◆ Set exercise ◆
Collect every line of the records that contains the word "background" and copy each of those lines out. Case counts.

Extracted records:
____________

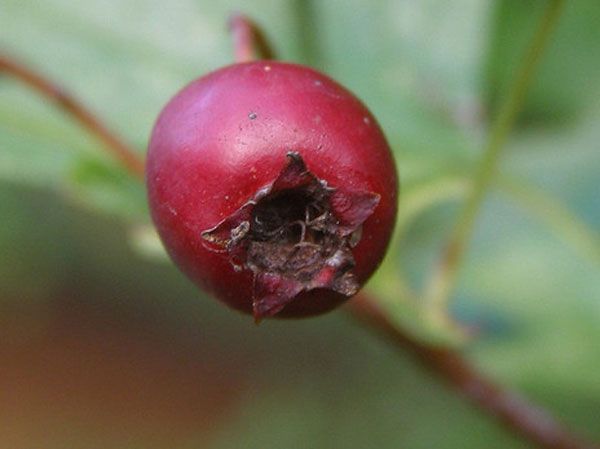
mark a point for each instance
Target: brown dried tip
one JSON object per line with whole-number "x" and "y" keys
{"x": 295, "y": 235}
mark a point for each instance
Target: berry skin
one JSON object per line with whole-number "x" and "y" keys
{"x": 272, "y": 187}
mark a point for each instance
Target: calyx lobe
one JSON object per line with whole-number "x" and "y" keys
{"x": 295, "y": 235}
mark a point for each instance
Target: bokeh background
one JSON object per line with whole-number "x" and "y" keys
{"x": 104, "y": 344}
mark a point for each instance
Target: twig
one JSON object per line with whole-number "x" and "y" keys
{"x": 249, "y": 41}
{"x": 515, "y": 412}
{"x": 446, "y": 271}
{"x": 46, "y": 88}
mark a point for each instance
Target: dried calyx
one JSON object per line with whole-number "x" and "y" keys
{"x": 295, "y": 235}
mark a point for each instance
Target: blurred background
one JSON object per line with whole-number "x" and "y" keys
{"x": 103, "y": 343}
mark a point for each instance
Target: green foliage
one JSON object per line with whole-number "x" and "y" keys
{"x": 433, "y": 73}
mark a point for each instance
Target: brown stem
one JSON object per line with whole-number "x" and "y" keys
{"x": 515, "y": 412}
{"x": 46, "y": 88}
{"x": 249, "y": 41}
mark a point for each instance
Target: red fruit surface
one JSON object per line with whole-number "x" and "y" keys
{"x": 260, "y": 130}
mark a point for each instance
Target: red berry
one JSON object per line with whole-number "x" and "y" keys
{"x": 272, "y": 187}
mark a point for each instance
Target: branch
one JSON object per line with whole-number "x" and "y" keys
{"x": 516, "y": 413}
{"x": 46, "y": 88}
{"x": 444, "y": 276}
{"x": 249, "y": 41}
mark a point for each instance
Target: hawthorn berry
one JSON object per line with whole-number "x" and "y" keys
{"x": 272, "y": 187}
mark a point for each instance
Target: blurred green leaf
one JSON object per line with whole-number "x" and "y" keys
{"x": 570, "y": 69}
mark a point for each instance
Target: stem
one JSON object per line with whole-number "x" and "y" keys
{"x": 515, "y": 412}
{"x": 249, "y": 41}
{"x": 46, "y": 88}
{"x": 444, "y": 277}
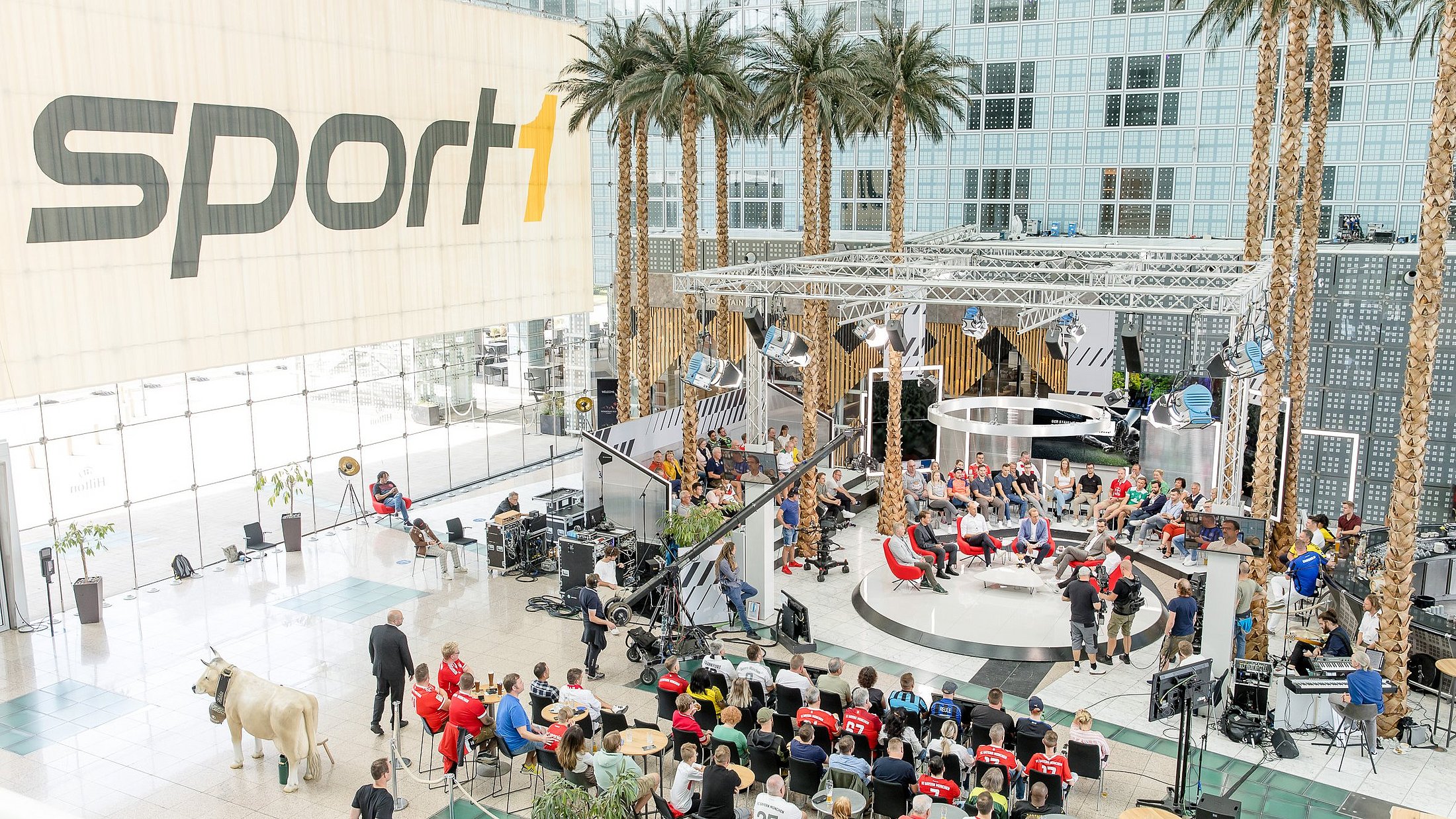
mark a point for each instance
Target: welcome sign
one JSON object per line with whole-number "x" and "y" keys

____________

◆ Answer to this task ◆
Target: bokeh background
Target: blurred background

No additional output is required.